## Request
Copy the rows from the line containing "Ground the white column." through the end of the records, substituting "Locate" for every "Ground" and changing nothing else. Leave the pictures out of your answer.
## START Stored rows
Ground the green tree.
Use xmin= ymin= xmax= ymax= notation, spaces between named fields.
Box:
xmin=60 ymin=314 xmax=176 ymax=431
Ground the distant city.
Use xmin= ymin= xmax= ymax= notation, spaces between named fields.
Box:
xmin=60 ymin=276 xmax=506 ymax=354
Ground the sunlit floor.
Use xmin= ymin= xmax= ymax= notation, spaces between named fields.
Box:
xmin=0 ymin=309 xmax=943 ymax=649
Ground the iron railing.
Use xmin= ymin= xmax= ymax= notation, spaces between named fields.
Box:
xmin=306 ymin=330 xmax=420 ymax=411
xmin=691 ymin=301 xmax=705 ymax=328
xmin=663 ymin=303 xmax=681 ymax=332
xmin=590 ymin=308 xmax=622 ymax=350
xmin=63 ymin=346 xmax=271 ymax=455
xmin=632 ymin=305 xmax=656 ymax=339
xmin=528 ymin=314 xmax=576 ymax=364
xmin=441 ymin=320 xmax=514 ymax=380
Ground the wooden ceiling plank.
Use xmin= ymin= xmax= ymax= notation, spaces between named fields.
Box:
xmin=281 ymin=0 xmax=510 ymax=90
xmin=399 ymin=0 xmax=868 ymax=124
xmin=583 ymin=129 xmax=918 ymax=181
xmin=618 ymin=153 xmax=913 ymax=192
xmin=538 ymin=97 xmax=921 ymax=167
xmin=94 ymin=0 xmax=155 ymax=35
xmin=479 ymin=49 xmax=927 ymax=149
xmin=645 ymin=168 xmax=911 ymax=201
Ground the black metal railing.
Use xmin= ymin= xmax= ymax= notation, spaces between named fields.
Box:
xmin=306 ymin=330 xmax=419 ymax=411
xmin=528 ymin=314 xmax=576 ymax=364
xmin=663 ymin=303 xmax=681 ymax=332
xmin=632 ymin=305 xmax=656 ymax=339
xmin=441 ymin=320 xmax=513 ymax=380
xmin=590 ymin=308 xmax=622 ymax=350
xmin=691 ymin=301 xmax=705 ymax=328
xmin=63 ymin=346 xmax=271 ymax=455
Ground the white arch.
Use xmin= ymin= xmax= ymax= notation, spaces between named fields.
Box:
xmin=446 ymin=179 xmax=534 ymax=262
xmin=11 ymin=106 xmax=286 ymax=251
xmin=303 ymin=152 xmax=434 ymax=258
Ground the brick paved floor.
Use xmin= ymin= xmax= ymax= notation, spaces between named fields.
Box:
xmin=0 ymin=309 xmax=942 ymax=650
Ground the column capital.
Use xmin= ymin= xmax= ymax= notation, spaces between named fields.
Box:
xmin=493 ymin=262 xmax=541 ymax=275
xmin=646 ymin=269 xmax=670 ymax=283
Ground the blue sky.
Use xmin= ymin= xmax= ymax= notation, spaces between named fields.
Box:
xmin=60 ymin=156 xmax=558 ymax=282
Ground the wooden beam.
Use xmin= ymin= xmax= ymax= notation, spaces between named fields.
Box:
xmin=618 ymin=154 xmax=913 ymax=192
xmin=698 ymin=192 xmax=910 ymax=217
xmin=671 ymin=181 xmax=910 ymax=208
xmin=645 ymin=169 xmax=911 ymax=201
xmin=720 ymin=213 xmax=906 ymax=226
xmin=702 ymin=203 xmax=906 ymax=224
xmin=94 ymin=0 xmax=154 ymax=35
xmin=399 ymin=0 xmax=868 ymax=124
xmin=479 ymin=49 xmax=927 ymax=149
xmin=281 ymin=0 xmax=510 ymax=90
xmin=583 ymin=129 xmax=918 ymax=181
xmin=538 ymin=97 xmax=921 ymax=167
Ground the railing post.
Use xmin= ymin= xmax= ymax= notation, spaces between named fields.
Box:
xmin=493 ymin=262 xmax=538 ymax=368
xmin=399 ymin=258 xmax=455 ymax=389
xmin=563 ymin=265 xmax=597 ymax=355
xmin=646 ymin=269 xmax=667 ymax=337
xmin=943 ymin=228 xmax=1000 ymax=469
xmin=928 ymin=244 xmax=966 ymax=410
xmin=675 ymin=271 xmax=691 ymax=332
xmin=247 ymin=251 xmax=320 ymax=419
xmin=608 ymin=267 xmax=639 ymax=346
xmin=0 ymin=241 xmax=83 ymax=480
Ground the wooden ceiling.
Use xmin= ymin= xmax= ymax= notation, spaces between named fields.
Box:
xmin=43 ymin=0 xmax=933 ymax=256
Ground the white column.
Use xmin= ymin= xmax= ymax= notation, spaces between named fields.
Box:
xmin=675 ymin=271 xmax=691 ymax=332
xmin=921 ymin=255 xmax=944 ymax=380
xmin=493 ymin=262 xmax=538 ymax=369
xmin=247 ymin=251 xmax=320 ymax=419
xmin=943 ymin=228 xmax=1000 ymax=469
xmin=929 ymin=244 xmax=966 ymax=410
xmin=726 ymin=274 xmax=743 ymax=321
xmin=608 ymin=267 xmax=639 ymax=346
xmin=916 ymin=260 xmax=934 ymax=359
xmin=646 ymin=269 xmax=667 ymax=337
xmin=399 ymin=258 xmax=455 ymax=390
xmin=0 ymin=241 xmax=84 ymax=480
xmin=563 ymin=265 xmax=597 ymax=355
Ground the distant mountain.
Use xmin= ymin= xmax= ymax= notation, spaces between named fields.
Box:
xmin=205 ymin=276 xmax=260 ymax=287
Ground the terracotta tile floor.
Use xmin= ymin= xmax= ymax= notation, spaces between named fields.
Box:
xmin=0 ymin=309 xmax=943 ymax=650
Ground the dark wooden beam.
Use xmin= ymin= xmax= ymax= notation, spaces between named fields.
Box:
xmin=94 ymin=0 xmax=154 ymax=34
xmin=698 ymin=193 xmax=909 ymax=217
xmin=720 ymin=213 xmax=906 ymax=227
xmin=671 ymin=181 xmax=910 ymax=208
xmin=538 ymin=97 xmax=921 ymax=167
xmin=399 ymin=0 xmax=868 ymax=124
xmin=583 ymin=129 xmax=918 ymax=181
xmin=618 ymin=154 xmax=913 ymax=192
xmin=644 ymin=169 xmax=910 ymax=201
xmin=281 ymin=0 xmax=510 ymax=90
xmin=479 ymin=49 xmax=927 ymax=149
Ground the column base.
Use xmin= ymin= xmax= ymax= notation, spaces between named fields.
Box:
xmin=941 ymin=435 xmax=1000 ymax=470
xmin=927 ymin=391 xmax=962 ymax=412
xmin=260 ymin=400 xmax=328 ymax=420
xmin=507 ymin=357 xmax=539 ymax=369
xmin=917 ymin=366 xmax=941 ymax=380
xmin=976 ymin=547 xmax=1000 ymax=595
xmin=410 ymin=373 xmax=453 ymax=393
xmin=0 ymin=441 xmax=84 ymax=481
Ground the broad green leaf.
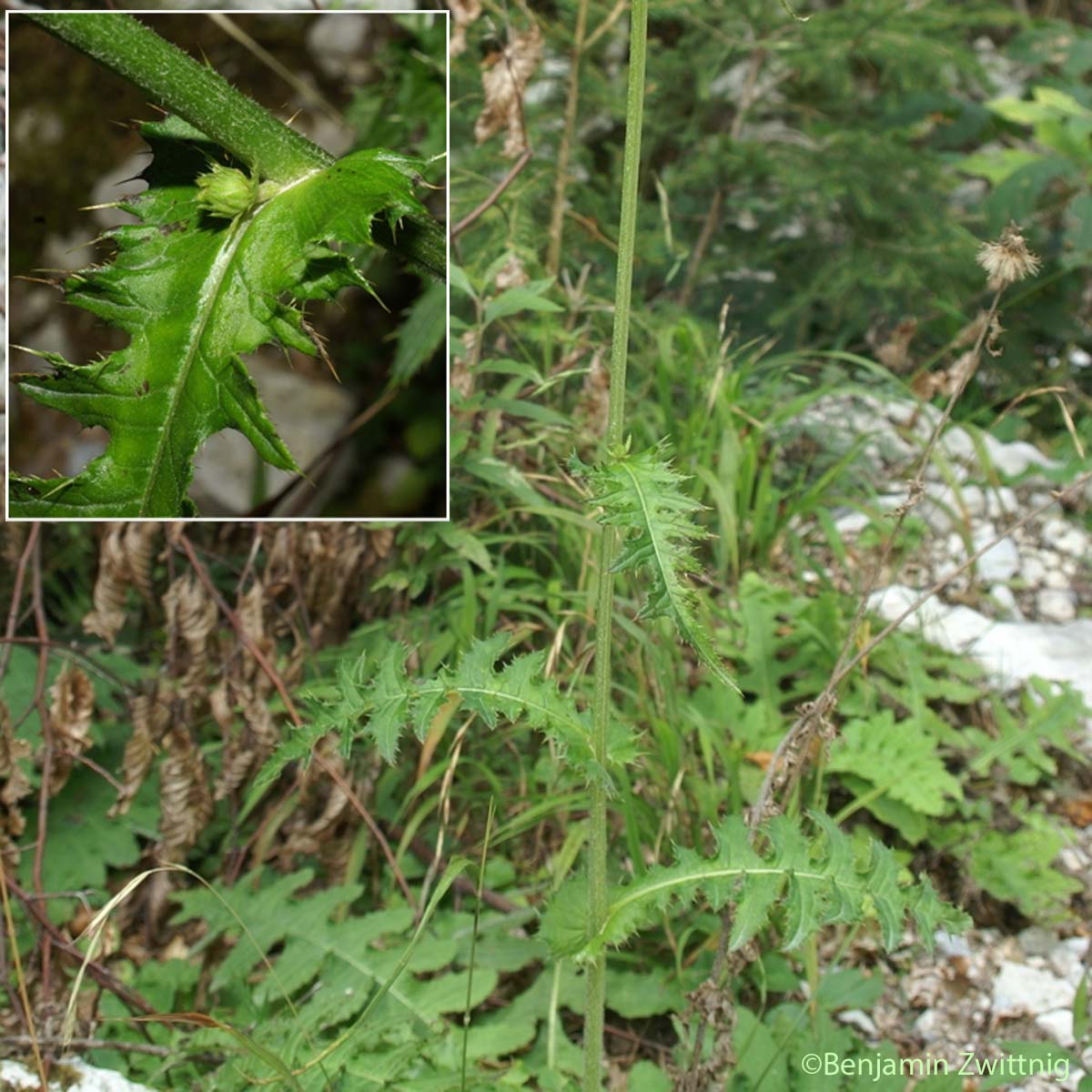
## END Stored rows
## Complete output
Locate the white column.
Use xmin= ymin= xmax= ymax= notation, spaces between named fields.
Box:
xmin=675 ymin=271 xmax=691 ymax=332
xmin=921 ymin=255 xmax=944 ymax=380
xmin=493 ymin=262 xmax=538 ymax=369
xmin=247 ymin=251 xmax=320 ymax=419
xmin=943 ymin=228 xmax=1000 ymax=469
xmin=929 ymin=244 xmax=966 ymax=410
xmin=726 ymin=274 xmax=743 ymax=321
xmin=608 ymin=267 xmax=639 ymax=346
xmin=916 ymin=260 xmax=934 ymax=359
xmin=646 ymin=269 xmax=667 ymax=337
xmin=399 ymin=258 xmax=455 ymax=390
xmin=0 ymin=241 xmax=84 ymax=480
xmin=563 ymin=265 xmax=597 ymax=355
Locate the distant mountain.
Use xmin= ymin= xmax= ymax= notation, spaces between named fields.
Box:
xmin=205 ymin=276 xmax=260 ymax=287
Locate the terracotta tile floor.
Use xmin= ymin= xmax= ymax= notation, spaces between named fields.
Box:
xmin=0 ymin=309 xmax=943 ymax=650
Locate the dark wooden beam.
Use xmin= ymin= xmax= ymax= notation, spaces between named fields.
Box:
xmin=94 ymin=0 xmax=154 ymax=34
xmin=698 ymin=193 xmax=909 ymax=217
xmin=720 ymin=213 xmax=906 ymax=227
xmin=671 ymin=181 xmax=910 ymax=208
xmin=538 ymin=97 xmax=921 ymax=167
xmin=399 ymin=0 xmax=868 ymax=124
xmin=583 ymin=129 xmax=918 ymax=181
xmin=618 ymin=154 xmax=913 ymax=192
xmin=644 ymin=169 xmax=910 ymax=201
xmin=281 ymin=0 xmax=510 ymax=90
xmin=479 ymin=49 xmax=927 ymax=149
Locate the column base.
Use xmin= ymin= xmax= ymax= notation, spaces between named fields.
Box:
xmin=941 ymin=435 xmax=1000 ymax=470
xmin=927 ymin=391 xmax=962 ymax=412
xmin=260 ymin=400 xmax=328 ymax=420
xmin=507 ymin=357 xmax=539 ymax=369
xmin=917 ymin=366 xmax=941 ymax=380
xmin=976 ymin=547 xmax=1000 ymax=595
xmin=410 ymin=373 xmax=453 ymax=393
xmin=0 ymin=441 xmax=84 ymax=481
Locate the broad green leaf.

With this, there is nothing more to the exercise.